___ Dataset records

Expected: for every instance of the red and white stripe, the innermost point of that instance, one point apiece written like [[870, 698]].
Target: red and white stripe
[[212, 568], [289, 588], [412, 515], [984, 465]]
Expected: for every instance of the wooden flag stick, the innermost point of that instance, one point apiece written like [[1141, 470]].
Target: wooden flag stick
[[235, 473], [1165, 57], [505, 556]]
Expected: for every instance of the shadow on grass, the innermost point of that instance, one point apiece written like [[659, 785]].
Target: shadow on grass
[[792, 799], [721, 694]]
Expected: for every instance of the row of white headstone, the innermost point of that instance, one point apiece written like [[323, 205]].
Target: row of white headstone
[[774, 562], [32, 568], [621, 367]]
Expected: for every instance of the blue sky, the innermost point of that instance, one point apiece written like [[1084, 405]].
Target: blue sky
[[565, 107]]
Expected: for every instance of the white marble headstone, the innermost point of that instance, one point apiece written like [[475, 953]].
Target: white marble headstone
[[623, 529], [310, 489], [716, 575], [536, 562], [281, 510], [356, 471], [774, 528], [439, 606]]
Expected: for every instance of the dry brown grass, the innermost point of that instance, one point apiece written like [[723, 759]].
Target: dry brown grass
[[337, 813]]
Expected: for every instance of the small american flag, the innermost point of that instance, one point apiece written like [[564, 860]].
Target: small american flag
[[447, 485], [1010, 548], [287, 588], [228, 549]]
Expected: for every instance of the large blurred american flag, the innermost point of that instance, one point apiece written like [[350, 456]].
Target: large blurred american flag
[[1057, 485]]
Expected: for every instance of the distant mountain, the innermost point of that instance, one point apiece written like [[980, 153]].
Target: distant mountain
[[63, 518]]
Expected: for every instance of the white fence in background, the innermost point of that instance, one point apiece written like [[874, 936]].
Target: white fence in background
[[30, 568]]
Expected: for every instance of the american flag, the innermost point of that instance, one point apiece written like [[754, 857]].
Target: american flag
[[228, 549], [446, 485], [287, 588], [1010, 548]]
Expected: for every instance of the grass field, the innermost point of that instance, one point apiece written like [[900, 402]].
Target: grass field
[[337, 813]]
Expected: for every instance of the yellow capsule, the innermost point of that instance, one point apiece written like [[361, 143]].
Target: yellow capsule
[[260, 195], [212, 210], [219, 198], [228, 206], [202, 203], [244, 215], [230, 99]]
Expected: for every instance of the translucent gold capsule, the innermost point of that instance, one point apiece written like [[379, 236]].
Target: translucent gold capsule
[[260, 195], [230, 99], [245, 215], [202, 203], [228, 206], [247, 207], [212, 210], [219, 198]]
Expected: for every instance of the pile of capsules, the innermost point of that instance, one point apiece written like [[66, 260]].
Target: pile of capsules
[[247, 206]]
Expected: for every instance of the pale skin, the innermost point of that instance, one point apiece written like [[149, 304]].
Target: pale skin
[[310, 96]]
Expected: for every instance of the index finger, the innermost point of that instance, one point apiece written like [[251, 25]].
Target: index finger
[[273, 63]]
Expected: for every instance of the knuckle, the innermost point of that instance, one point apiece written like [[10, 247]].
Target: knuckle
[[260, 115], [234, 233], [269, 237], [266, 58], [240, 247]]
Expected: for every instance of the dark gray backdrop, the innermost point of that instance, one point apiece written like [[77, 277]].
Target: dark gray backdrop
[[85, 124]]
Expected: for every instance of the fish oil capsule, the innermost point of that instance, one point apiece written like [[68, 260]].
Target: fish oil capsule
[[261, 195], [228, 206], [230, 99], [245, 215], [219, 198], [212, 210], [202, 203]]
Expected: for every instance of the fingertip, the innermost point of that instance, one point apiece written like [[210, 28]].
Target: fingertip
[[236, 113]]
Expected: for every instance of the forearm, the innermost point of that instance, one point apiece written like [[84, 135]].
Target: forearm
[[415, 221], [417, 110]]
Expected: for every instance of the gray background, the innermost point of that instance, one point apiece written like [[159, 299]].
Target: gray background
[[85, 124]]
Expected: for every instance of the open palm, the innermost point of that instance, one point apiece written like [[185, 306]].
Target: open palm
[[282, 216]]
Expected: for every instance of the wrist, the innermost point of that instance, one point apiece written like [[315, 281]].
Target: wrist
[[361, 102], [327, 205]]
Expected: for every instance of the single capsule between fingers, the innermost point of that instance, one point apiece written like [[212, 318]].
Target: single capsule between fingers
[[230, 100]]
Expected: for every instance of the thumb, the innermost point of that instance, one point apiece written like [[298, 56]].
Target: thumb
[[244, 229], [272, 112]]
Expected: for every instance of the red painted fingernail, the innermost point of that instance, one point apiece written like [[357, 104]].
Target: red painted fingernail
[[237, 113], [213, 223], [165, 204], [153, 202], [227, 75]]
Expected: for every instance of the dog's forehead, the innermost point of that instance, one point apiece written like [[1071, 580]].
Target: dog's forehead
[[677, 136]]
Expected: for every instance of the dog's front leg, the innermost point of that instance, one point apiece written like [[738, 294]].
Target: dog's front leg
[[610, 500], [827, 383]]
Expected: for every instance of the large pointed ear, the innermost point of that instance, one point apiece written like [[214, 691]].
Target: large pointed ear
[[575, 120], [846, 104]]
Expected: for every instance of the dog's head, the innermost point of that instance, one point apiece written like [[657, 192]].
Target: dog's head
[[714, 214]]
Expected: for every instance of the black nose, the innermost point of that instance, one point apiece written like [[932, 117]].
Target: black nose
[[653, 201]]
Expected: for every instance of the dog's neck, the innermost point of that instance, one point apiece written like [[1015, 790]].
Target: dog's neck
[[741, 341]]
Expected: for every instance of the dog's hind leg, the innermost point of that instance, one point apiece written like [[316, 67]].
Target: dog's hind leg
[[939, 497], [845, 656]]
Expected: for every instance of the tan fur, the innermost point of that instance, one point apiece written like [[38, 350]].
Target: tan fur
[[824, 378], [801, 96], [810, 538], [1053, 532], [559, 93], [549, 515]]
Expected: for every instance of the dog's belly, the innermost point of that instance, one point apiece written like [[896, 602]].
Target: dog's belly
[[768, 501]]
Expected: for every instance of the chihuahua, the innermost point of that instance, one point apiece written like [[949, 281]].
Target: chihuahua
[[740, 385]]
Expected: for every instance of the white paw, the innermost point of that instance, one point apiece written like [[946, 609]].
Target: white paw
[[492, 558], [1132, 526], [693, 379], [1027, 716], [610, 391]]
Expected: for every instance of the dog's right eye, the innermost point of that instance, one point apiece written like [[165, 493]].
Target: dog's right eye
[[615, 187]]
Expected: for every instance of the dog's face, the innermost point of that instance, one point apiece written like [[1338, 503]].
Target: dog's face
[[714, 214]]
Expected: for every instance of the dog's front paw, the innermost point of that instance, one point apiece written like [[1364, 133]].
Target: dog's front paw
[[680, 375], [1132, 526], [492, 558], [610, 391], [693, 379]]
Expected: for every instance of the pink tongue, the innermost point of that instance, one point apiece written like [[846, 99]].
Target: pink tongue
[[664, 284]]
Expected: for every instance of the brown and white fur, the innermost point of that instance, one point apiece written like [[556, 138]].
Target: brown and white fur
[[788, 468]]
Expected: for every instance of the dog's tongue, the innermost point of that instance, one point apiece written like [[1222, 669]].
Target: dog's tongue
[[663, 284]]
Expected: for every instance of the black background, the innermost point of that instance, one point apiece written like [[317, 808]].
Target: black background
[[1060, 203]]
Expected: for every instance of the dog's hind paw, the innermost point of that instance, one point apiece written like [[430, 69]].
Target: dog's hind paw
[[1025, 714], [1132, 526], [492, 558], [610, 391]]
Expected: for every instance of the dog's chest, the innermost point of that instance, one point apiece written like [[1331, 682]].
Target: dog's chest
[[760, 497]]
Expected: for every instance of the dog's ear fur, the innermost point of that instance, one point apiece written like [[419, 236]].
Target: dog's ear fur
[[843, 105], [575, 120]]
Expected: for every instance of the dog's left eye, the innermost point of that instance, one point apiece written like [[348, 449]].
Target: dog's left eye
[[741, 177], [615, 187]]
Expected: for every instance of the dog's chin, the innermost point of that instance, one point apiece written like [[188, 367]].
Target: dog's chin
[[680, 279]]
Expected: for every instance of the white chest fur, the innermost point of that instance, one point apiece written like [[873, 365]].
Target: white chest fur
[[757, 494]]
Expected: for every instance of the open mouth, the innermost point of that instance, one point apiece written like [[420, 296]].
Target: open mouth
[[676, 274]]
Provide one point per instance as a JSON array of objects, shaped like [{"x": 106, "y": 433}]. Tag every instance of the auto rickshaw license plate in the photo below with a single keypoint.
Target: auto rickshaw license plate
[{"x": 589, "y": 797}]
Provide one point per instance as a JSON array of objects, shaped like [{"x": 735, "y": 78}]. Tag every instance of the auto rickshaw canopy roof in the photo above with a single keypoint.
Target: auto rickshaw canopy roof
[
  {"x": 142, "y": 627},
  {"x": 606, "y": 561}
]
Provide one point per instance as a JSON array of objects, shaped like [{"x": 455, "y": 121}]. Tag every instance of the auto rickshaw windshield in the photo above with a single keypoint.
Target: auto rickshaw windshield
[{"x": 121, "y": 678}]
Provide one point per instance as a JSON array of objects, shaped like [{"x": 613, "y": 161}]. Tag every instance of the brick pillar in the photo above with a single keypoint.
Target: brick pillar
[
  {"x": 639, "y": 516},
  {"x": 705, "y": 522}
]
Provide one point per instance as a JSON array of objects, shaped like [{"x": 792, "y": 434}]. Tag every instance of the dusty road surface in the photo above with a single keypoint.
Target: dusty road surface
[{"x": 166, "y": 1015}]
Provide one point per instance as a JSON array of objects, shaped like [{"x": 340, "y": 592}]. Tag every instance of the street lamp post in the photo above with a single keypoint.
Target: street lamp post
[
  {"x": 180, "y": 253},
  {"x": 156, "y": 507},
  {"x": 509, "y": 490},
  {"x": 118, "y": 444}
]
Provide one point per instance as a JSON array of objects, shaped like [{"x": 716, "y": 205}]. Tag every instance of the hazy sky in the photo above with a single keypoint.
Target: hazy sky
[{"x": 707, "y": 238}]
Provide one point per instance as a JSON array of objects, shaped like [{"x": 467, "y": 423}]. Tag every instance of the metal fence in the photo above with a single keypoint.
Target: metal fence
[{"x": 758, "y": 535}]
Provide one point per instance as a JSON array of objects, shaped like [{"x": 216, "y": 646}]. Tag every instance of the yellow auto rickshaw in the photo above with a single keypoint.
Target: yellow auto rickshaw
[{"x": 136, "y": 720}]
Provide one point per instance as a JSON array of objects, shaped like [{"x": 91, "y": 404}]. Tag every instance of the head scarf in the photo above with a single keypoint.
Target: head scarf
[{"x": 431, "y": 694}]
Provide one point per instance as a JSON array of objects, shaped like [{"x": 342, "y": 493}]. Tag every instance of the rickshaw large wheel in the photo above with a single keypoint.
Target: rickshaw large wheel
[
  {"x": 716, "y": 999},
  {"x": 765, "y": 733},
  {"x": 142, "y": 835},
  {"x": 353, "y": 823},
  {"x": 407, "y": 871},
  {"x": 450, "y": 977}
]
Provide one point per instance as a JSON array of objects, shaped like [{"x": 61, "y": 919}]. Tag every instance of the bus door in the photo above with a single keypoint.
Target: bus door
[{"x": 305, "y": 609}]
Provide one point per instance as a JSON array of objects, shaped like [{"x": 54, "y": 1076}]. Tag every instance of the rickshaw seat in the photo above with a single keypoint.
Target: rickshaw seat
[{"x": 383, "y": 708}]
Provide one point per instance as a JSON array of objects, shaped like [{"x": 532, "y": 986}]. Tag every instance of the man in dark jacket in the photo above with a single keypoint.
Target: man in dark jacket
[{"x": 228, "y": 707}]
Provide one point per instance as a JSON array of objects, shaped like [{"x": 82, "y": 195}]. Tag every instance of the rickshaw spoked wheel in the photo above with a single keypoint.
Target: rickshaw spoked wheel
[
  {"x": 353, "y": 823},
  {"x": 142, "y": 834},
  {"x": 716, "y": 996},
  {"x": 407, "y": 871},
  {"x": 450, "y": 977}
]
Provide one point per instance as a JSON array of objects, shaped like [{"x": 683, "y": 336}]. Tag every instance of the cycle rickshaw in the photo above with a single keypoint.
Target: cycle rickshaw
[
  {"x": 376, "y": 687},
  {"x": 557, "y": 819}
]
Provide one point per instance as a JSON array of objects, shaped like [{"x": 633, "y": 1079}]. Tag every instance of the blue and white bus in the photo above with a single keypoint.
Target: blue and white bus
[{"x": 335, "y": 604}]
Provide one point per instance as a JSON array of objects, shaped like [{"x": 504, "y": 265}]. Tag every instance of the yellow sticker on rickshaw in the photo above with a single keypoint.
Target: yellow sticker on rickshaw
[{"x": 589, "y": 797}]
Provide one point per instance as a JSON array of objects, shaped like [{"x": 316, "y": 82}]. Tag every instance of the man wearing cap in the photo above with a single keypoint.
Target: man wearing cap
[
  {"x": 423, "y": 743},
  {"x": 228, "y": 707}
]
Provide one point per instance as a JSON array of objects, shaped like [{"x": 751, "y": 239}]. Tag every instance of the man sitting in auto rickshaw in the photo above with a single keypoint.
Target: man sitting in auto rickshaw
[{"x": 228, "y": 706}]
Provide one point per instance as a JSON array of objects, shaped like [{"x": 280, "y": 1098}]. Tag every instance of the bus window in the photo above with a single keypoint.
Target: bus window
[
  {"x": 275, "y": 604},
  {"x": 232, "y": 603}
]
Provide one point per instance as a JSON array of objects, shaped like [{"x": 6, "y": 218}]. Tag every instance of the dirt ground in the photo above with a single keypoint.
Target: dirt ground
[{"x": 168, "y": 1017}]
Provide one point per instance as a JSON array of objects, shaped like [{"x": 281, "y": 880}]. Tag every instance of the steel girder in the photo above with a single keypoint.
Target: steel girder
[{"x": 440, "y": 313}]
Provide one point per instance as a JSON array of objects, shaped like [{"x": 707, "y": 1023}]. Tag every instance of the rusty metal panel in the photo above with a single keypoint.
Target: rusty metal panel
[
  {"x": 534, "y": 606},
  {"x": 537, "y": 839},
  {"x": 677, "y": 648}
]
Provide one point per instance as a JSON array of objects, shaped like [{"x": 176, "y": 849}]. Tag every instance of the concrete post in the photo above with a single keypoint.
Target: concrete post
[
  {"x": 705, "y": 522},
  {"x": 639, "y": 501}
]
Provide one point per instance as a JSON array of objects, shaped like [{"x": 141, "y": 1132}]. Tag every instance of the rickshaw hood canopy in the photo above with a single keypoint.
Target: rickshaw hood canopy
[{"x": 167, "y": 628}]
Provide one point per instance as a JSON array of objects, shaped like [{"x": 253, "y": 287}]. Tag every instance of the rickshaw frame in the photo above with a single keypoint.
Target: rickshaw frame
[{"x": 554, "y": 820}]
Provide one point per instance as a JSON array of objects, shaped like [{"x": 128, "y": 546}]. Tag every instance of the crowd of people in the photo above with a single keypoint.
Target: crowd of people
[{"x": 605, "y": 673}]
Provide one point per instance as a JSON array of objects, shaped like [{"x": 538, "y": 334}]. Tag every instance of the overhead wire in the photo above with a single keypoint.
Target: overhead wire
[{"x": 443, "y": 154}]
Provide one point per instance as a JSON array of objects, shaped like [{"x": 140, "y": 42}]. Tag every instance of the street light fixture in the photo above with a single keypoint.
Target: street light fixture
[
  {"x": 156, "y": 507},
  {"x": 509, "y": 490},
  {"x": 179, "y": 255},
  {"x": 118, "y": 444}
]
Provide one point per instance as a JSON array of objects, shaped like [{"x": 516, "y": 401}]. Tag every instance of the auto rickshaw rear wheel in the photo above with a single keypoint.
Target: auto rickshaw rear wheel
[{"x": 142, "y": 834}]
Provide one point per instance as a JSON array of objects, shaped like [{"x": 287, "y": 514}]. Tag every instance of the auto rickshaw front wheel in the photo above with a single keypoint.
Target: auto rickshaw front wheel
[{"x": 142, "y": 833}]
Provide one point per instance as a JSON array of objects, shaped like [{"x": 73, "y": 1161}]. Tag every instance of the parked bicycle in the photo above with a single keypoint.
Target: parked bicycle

______

Could you restate word for word the lines above from the one containing "Target: dog's belly" through the one containing "Expected: for every instance of the white paw, the", both included, and nothing else?

Target: dog's belly
[[768, 501]]
Expected: for every instance of the chihuahua, the innermost point of that instance, one point apiece written like [[949, 281]].
Target: chihuahua
[[740, 385]]
Expected: for every instance of the white paw, the innermost point of that instance, one point apiece written like [[946, 609]].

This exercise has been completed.